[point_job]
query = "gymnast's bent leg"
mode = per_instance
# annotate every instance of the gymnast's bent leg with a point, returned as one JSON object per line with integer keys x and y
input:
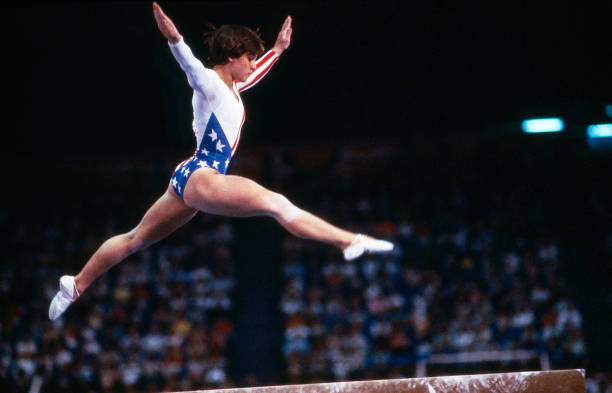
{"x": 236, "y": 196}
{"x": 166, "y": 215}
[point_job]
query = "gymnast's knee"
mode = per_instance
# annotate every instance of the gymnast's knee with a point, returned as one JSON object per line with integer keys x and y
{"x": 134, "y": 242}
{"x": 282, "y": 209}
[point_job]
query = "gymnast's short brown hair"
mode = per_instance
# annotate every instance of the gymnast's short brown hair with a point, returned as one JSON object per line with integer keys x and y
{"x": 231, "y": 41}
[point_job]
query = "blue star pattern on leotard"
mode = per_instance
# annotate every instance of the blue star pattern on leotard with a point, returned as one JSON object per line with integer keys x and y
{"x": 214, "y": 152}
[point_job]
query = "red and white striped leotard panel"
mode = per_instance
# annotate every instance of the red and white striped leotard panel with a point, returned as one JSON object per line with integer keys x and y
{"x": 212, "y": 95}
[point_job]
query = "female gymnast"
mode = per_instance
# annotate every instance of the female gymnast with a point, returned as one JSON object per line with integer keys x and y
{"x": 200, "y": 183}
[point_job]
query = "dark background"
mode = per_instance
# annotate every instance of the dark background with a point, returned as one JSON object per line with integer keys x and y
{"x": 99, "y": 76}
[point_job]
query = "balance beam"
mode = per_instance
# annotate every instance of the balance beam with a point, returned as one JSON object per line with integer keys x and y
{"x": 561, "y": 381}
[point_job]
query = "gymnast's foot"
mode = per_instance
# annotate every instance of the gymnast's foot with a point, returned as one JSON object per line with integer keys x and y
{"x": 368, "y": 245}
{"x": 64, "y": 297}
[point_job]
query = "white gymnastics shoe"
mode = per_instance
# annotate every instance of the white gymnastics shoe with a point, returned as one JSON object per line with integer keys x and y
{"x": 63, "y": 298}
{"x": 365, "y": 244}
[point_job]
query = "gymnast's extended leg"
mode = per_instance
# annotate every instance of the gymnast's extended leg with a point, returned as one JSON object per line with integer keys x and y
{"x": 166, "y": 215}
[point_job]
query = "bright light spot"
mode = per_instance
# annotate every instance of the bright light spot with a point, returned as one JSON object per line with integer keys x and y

==

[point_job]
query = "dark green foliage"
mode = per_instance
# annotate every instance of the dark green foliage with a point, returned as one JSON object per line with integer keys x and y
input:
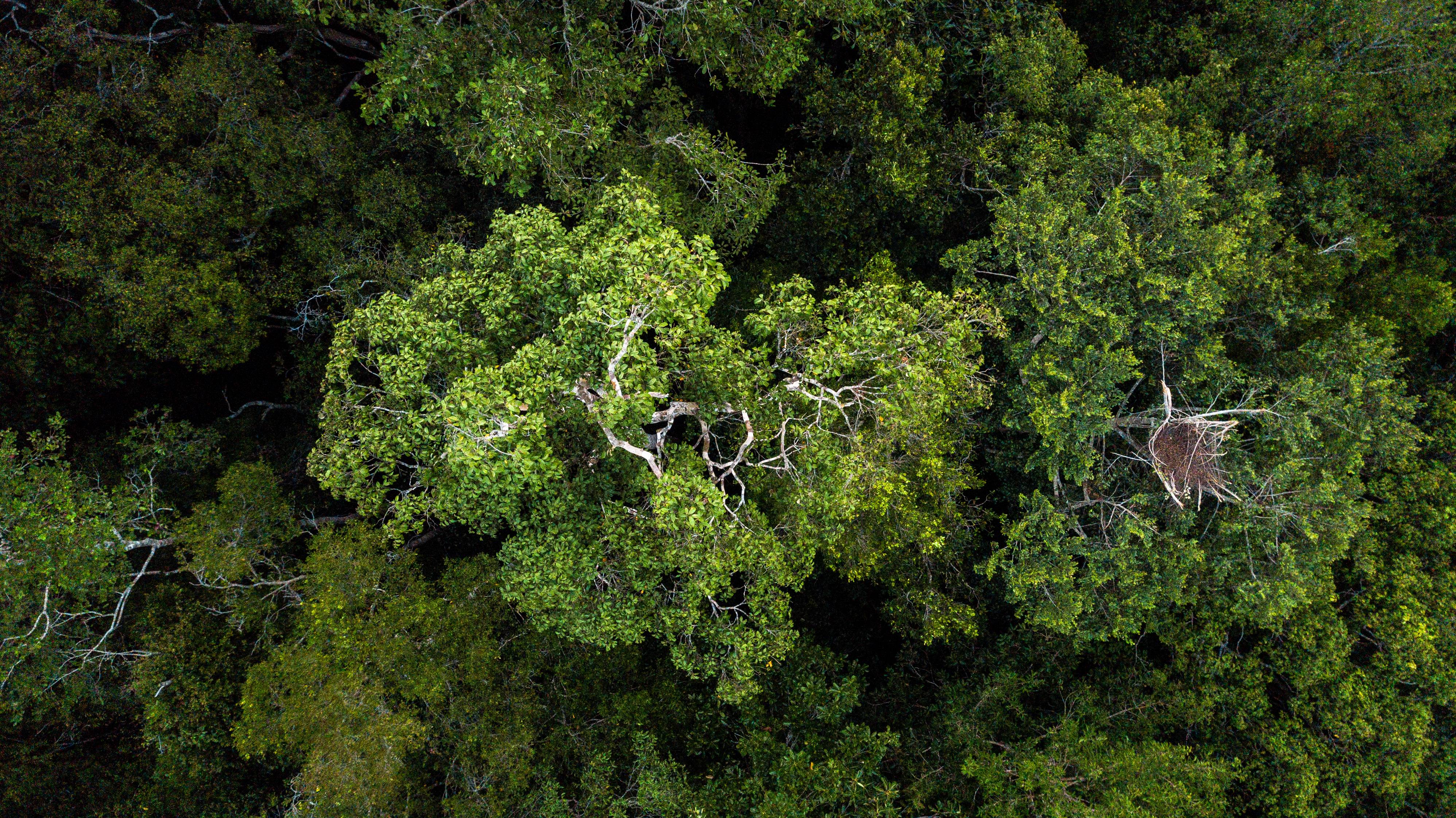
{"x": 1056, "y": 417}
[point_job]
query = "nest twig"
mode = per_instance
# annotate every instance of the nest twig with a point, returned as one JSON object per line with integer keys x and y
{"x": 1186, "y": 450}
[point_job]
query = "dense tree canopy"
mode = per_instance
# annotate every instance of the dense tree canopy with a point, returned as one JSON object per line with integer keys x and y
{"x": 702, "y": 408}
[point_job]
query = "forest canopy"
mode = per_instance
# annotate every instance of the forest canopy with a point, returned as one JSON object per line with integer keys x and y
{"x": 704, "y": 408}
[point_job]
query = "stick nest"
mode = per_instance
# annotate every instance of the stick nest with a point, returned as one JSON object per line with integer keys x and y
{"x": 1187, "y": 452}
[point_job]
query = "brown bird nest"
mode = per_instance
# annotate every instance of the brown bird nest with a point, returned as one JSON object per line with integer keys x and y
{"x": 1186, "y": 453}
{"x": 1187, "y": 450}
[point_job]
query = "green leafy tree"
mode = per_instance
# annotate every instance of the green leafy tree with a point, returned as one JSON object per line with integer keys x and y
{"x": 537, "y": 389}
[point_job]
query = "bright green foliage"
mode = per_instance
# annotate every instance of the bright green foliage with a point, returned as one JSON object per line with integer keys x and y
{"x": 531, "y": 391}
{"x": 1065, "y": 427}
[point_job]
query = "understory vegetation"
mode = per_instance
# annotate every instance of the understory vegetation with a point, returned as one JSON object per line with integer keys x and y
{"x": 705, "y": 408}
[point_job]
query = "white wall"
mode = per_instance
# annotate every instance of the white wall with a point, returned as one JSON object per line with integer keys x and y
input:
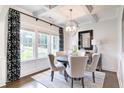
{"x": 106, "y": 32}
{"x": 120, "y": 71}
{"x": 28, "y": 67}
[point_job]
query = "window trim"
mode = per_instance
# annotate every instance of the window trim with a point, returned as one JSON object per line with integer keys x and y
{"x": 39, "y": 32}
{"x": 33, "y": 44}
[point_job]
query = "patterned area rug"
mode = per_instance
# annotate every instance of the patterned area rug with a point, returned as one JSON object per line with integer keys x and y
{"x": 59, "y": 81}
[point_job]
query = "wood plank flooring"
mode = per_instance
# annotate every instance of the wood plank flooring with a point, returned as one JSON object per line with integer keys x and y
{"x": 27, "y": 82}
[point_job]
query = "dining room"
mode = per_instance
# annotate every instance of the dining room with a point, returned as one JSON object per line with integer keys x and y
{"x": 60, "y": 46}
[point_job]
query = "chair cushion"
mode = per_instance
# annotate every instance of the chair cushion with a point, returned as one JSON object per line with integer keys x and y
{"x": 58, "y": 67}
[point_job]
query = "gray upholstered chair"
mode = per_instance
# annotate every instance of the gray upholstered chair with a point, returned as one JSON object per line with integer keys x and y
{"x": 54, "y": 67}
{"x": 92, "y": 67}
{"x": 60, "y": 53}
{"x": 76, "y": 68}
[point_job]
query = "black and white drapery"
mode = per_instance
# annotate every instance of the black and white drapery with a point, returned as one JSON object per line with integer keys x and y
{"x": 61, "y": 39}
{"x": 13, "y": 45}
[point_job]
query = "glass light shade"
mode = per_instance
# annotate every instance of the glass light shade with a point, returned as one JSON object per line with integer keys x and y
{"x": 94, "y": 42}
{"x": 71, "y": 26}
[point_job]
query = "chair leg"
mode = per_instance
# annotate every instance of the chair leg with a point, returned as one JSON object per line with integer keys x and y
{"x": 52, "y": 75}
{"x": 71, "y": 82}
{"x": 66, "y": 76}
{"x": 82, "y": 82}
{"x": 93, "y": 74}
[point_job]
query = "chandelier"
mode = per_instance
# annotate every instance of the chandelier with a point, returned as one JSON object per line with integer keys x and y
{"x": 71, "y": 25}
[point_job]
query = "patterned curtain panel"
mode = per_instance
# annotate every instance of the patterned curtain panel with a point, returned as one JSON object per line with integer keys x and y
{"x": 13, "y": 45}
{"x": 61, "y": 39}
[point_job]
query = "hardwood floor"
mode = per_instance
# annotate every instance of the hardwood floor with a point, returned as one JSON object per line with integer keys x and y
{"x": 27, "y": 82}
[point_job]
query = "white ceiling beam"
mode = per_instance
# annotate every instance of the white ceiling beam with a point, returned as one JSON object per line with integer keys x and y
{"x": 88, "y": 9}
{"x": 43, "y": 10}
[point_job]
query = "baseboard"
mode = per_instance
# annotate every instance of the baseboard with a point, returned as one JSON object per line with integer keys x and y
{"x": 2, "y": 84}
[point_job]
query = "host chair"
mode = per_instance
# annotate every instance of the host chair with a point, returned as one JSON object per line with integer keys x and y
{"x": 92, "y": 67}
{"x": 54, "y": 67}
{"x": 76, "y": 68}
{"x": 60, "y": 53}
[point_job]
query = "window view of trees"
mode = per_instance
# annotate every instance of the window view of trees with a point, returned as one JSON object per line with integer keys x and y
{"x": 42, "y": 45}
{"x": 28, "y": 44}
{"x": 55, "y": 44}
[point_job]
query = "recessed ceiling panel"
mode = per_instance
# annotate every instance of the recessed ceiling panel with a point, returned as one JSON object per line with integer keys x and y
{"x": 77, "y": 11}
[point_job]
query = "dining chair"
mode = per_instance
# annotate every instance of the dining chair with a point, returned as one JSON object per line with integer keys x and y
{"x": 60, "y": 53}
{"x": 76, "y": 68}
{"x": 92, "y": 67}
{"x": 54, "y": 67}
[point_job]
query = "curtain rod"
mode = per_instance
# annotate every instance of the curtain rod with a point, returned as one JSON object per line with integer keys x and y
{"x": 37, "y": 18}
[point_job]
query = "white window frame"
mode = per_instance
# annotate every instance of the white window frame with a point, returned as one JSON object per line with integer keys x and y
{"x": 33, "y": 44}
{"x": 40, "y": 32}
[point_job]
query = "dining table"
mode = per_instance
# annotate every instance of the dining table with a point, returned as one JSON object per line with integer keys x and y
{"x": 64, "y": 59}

==

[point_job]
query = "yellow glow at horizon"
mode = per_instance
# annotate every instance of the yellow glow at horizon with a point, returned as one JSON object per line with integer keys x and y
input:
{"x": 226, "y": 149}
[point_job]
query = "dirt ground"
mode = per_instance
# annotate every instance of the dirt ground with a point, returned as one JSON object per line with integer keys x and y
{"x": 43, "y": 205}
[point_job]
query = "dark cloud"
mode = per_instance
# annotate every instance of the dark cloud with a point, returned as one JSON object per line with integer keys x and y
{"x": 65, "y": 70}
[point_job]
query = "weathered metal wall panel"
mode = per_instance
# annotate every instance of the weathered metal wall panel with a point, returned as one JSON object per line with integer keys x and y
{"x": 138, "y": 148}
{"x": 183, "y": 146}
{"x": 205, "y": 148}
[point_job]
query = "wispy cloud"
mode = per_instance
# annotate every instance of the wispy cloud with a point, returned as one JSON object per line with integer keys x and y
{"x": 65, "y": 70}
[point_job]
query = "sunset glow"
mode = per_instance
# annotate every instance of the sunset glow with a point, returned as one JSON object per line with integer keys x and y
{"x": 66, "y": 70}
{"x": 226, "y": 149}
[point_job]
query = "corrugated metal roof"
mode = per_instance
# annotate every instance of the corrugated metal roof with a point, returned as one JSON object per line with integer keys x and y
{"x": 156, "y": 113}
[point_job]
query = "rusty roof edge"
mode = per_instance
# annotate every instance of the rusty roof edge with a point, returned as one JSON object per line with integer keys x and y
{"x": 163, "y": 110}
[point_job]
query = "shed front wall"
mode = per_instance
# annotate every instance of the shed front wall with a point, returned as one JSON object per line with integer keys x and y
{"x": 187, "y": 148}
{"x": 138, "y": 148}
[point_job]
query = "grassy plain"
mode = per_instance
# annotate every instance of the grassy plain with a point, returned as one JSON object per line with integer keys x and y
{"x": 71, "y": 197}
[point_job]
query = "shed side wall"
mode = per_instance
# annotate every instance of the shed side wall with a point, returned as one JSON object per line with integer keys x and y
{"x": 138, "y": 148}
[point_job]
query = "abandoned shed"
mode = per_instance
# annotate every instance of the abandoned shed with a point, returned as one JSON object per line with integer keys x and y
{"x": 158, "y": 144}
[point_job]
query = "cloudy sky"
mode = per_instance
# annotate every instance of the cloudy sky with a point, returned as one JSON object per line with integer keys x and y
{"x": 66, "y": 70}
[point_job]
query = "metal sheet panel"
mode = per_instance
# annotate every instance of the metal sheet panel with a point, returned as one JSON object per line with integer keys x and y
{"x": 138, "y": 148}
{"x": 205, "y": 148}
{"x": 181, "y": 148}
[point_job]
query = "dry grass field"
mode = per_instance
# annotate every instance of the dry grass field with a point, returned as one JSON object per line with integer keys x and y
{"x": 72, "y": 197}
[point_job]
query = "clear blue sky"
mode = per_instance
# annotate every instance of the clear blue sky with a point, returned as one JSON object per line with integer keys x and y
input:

_Exercise instructions_
In the material, find each line with the word "yellow" and list it.

_Expected answer_
query = "yellow glow at horizon"
# annotate every instance of the yellow glow at horizon with a point, returned as one JSON object per line with integer keys x and y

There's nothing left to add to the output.